## ACTIONS TO TAKE
1/ Translate this sentence from the passage on the Forsaken and the Nazis into Spanish: "In the Wheel of Time books, Ishamael's philosophy is similar to Nietzsche's nihilism."
2/ Transcribe the passage on the Forsaken and the Nazis, beginning at the words "The Nazis, who" and stopping after "to Nietzsche’s nihilism.".

## PASSAGE GIVEN

The Nazis, who murdered hundreds of thousands of Jews, Communists, Gypsies and other ‘undesirables’:

were the pioneers of a type of ruthlessness that had not appeared much during the First World War or, in fact, during most wars among nations since Rome.

- Louis Kilzer, Hitler’s Traitor

Appropriately, the Forsaken have much in common with both the Nazis and the enemies of Ancient Rome (see below).


Ideology

The Nazis’ will to dominion was combined with philosophies of nihilism derived from Nietzsche and of racism. In the Wheel of Time books, Ishamael’s philosophy is similar to Nietzsche’s nihilism.

Fundamentally, nihilism represented a philosophy of negation of all forms of aestheticism; it advocated utilitarianism and scientific rationalism. The social sciences and classical philosophical systems were rejected entirely. Nihilism represented a crude form of positivism and materialism, a revolt against the established social order; it negated all authority exercised by the state, by the church, or by the family.

- Encyclopaedia Britannica

This is why most of the Nazis were against the Church as well as the Jews. In the Age of Legends and again in the Third Age, the Forsaken were against the Aes Sedai, who perform a similar role to, and have many parallels with, the Church.

As well as attacking the Aes Sedai, Ishamael, who was the Forsaken most completely committed to nihilism:

called for the complete destruction of the old order—indeed, the complete destruction of everything.

- The World of Robert Jordan’s The Wheel of Time

The philosopher Nietzsche used the term “nihilism” to describe the devaluation of the highest moral values and ideals:

With the collapse of metaphysical and theological foundations and sanctions for traditional morality only a pervasive sense of purposelessness and meaninglessness would remain. And the triumph of meaninglessness is the triumph of nihilism: “God is dead.”

- Encyclopaedia Britannica

Ishamael wrote a book entitled Reality and the Absence of Meaning, indicating that he followed this philosophy; he actively aided the Dark One’s attempts to defeat the Creator.

Dataset records:
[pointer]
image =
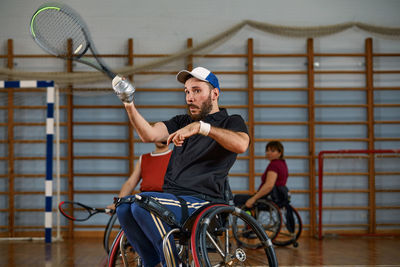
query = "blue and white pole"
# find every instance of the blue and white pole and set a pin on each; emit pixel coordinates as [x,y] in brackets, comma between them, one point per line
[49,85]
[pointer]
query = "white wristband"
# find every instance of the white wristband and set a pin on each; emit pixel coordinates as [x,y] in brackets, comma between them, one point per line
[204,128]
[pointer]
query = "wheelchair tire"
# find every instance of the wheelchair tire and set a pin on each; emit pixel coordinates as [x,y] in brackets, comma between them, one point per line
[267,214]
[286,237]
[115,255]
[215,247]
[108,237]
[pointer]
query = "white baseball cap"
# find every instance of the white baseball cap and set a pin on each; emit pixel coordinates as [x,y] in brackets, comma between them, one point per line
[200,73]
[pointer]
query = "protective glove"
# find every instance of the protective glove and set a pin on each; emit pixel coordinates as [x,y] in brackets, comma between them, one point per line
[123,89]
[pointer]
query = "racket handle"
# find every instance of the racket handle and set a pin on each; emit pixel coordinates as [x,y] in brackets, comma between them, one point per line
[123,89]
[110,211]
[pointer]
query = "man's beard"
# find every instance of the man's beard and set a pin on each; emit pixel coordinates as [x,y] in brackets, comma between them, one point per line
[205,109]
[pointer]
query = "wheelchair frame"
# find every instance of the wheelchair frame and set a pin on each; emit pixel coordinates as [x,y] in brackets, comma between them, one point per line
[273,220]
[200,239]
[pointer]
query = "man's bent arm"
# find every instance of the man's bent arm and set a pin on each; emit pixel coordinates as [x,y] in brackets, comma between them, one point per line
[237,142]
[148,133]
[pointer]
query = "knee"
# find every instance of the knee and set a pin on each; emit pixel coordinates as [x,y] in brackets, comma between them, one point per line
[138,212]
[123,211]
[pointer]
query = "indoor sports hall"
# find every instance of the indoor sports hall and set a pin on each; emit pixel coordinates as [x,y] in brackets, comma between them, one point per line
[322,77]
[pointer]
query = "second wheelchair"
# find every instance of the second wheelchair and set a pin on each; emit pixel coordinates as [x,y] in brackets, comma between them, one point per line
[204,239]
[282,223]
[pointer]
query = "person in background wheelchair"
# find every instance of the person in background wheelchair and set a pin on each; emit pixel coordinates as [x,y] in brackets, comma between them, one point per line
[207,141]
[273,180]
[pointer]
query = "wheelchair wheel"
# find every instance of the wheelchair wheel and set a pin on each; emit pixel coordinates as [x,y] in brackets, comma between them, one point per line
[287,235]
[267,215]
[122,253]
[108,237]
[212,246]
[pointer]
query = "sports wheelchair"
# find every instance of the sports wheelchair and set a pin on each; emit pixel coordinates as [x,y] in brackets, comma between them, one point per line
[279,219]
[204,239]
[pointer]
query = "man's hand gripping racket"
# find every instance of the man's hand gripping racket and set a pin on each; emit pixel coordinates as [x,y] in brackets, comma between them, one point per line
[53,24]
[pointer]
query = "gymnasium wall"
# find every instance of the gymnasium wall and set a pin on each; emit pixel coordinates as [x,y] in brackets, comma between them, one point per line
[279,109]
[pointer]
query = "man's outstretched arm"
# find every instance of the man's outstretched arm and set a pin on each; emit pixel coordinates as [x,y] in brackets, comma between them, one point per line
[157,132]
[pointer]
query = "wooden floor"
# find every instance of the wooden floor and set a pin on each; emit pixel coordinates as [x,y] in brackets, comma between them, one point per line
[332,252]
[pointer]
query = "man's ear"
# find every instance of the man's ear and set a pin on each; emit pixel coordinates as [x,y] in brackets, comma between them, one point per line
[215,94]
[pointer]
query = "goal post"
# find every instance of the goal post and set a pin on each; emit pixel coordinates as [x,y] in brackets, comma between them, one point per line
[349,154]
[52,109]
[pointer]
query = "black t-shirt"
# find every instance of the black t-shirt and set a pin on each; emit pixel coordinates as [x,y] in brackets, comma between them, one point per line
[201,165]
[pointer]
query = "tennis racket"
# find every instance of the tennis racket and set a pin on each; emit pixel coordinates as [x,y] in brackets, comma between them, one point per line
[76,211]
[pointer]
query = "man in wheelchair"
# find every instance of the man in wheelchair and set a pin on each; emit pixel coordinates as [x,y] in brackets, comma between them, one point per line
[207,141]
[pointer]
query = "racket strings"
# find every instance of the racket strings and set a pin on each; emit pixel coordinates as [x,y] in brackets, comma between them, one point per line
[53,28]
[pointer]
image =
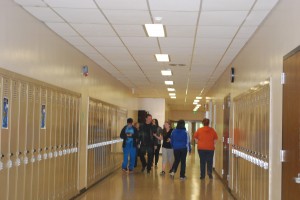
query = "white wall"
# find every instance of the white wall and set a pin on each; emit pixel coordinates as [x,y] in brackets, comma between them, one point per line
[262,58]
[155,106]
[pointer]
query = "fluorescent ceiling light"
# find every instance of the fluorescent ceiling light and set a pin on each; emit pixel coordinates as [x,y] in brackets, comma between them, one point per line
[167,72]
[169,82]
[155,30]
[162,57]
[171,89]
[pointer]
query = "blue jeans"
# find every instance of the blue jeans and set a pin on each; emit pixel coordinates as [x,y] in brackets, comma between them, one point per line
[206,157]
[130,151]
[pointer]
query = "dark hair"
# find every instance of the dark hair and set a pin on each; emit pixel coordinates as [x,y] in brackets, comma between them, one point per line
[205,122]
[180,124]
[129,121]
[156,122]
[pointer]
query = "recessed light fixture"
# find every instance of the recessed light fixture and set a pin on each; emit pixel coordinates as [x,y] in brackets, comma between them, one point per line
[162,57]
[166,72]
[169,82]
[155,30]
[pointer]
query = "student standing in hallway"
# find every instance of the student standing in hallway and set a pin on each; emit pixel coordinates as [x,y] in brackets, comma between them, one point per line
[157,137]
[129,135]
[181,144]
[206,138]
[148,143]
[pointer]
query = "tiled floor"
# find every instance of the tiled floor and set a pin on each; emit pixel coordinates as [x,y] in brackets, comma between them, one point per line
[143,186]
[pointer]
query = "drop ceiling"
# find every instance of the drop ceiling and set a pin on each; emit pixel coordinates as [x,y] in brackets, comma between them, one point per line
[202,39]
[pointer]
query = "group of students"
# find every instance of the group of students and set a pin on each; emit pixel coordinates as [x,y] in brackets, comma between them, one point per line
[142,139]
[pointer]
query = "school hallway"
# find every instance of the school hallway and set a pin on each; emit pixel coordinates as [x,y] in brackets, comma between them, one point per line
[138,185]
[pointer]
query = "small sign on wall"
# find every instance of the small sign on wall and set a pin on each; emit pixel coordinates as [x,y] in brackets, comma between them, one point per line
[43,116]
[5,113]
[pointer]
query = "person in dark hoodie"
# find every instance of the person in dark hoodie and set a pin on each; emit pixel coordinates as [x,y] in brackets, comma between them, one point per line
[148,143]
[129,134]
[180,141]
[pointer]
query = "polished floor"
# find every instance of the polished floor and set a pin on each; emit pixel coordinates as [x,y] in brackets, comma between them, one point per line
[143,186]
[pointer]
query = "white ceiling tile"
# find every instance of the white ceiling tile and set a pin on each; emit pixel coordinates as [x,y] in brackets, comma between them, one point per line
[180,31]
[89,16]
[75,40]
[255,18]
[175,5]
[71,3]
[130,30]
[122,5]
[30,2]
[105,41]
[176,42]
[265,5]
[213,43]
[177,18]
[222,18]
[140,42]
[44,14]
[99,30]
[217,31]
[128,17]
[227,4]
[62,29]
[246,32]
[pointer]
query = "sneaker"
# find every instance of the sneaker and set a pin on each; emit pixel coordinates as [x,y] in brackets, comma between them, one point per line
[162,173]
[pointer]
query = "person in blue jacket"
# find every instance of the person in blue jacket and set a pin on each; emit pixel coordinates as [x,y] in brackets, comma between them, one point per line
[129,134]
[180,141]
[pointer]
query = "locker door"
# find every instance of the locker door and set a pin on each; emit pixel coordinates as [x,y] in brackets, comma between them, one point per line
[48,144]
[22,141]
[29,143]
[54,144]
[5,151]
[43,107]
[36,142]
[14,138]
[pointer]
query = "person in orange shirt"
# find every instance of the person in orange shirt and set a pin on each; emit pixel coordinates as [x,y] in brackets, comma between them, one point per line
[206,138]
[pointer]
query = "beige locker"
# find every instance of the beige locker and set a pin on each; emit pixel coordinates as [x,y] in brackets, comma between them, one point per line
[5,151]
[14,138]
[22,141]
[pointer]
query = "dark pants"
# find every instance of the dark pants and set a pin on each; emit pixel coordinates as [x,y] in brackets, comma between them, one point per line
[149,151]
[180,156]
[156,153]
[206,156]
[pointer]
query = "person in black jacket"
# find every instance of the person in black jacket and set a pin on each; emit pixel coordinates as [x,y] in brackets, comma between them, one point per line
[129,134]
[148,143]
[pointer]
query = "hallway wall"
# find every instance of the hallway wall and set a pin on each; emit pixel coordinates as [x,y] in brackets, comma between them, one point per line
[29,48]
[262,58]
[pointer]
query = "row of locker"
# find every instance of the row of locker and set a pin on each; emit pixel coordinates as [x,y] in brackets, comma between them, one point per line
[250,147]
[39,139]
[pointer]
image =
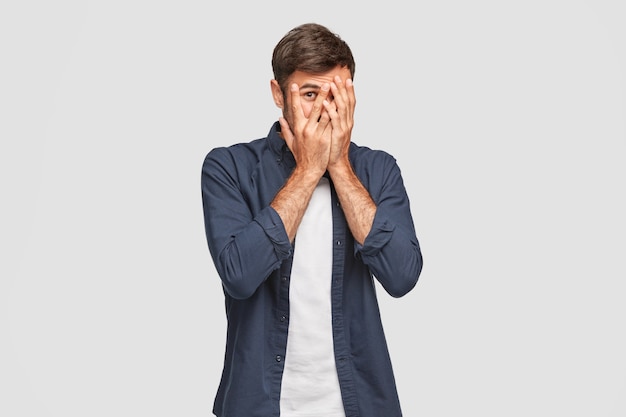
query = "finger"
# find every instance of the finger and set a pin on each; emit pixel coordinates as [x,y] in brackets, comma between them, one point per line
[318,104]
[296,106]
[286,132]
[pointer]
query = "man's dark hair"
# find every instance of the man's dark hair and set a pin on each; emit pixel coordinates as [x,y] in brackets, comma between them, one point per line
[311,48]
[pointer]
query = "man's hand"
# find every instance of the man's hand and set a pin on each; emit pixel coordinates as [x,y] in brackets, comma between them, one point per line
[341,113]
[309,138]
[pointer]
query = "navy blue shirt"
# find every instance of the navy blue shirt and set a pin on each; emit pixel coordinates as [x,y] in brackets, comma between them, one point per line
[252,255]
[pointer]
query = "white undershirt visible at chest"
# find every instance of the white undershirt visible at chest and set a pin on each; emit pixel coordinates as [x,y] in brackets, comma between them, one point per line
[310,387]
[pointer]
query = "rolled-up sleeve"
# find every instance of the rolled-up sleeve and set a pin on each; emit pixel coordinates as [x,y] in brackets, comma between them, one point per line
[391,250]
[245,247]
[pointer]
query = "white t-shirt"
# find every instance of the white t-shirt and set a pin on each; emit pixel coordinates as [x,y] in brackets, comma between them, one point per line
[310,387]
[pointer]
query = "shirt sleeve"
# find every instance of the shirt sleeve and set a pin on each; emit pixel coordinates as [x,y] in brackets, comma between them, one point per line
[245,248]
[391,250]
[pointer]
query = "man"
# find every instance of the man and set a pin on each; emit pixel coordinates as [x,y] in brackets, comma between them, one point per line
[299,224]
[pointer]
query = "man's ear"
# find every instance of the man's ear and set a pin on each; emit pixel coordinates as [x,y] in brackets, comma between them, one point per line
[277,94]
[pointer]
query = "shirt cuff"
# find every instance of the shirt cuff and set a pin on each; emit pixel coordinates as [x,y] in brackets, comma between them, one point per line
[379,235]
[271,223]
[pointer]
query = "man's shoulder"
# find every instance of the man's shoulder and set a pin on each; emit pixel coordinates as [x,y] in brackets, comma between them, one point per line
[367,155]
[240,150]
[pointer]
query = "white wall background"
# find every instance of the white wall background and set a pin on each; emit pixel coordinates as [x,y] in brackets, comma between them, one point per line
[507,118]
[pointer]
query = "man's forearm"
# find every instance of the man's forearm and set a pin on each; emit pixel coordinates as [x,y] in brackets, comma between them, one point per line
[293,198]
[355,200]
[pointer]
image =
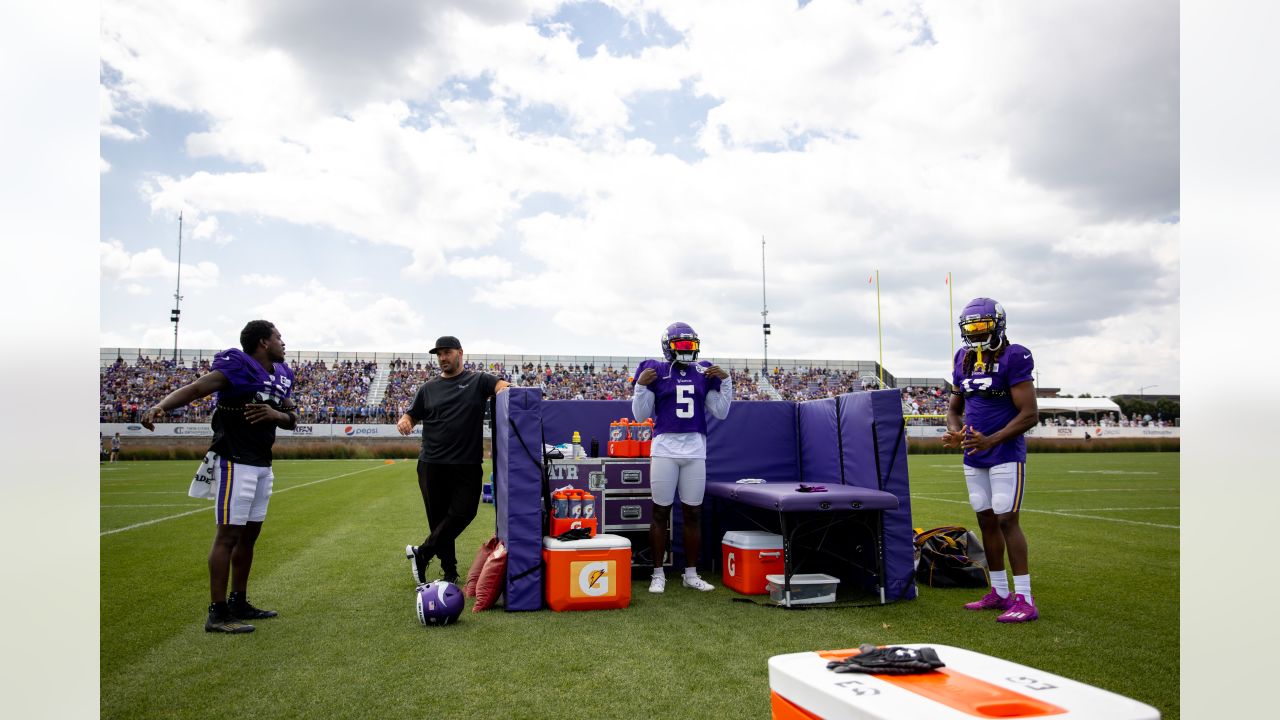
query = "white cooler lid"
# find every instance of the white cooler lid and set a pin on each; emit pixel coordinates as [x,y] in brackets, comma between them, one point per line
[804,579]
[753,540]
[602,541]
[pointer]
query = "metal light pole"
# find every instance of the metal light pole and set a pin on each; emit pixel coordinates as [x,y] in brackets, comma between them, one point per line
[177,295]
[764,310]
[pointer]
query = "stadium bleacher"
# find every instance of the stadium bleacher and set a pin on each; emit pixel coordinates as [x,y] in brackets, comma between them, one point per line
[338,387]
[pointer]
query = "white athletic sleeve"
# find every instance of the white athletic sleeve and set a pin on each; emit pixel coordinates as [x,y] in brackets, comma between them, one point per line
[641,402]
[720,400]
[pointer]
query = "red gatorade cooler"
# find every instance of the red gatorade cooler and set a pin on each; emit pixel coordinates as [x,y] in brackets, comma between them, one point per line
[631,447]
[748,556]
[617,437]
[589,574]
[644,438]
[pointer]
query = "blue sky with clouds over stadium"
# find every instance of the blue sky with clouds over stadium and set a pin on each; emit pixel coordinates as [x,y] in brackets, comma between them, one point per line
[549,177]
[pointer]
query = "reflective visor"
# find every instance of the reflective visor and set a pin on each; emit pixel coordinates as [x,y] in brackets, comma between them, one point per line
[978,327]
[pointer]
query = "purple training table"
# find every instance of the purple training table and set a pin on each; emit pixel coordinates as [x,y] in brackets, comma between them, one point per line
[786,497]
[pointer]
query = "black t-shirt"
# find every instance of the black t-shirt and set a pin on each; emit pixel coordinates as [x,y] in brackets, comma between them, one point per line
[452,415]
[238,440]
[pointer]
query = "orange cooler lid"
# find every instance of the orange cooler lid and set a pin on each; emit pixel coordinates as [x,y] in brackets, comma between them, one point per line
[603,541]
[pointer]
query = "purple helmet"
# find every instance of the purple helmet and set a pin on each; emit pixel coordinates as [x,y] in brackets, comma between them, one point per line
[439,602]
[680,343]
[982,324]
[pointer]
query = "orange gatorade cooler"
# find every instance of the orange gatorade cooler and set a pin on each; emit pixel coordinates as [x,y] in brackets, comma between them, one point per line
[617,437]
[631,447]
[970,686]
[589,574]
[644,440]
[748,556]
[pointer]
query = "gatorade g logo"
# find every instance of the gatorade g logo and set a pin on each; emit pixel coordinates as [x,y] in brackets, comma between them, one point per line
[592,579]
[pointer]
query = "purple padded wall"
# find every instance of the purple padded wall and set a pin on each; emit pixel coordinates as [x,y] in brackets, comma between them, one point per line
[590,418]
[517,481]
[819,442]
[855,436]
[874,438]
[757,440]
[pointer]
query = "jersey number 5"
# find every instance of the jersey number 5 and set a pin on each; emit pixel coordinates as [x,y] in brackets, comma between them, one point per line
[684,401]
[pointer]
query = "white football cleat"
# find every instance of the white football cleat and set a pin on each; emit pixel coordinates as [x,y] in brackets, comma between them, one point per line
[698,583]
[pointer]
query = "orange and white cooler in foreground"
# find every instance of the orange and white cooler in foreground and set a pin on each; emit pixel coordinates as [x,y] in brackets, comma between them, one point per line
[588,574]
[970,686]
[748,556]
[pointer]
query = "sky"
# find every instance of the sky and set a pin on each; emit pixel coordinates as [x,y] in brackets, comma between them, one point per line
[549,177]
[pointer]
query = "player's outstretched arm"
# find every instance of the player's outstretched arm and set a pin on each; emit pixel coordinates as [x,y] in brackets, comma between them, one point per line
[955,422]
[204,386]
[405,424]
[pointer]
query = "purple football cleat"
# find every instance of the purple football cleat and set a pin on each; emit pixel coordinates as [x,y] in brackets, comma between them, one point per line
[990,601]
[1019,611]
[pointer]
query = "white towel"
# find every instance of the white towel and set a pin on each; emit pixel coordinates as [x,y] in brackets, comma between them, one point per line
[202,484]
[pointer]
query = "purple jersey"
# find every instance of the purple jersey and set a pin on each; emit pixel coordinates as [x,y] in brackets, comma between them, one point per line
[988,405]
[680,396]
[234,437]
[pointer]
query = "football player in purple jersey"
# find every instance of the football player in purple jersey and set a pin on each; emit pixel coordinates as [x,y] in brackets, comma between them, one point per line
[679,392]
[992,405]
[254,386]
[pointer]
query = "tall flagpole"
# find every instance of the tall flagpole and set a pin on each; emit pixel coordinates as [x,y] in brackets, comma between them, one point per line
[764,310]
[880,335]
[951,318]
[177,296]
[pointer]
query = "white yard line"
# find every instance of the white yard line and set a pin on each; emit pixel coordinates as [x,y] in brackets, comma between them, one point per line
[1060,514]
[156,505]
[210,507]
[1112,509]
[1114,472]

## TASK ANSWERS
1/ En los libros de La Rueda del Tiempo, la filosofía de Ishamael es similar al nihilismo de Nietzsche.

2/
The Nazis, who murdered hundreds of thousands of Jews, Communists, Gypsies and other ‘undesirables’:

were the pioneers of a type of ruthlessness that had not appeared much during the First World War or, in fact, during most wars among nations since Rome.

- Louis Kilzer, Hitler’s Traitor

Appropriately, the Forsaken have much in common with both the Nazis and the enemies of Ancient Rome (see below).


Ideology

The Nazis’ will to dominion was combined with philosophies of nihilism derived from Nietzsche and of racism. In the Wheel of Time books, Ishamael’s philosophy is similar to Nietzsche’s nihilism.